(Beginning of RECORDS FOR THE EXERCISE)
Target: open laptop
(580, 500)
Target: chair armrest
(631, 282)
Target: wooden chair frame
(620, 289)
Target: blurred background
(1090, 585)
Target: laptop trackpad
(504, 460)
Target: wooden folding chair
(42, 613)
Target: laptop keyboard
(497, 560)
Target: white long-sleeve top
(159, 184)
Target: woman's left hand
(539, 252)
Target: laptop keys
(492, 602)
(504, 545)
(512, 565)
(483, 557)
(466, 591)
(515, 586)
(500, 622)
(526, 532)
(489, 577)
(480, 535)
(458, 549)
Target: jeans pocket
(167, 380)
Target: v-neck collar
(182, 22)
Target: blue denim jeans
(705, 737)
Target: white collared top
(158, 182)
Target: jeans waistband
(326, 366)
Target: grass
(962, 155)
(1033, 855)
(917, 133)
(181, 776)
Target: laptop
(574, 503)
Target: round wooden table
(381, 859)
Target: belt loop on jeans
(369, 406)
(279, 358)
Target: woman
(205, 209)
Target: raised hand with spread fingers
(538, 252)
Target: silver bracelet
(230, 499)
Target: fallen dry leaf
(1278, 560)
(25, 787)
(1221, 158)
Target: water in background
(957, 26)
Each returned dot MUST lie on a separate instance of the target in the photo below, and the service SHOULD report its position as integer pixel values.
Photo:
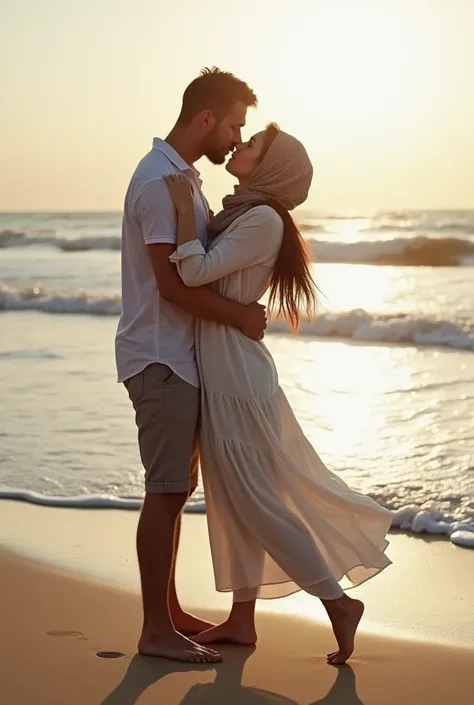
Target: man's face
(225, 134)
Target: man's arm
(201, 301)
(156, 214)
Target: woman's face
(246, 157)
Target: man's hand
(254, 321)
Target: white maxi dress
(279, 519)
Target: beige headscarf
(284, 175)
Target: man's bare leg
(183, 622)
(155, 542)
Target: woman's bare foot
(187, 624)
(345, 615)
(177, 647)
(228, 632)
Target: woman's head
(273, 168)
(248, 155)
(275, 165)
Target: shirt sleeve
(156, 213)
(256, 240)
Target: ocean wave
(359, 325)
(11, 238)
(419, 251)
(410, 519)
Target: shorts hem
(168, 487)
(End of RECORDS FOR THE EXERCISE)
TASK BRIEF.
Reproduce nothing but the lines from the line containing "Target: shirt sleeve" to the last line of the data, each exactly as written.

TASK OUTPUT.
Target: shirt sleeve
(156, 213)
(256, 240)
Target: ocean wave
(359, 325)
(11, 238)
(419, 251)
(410, 519)
Target: shorts hem
(168, 487)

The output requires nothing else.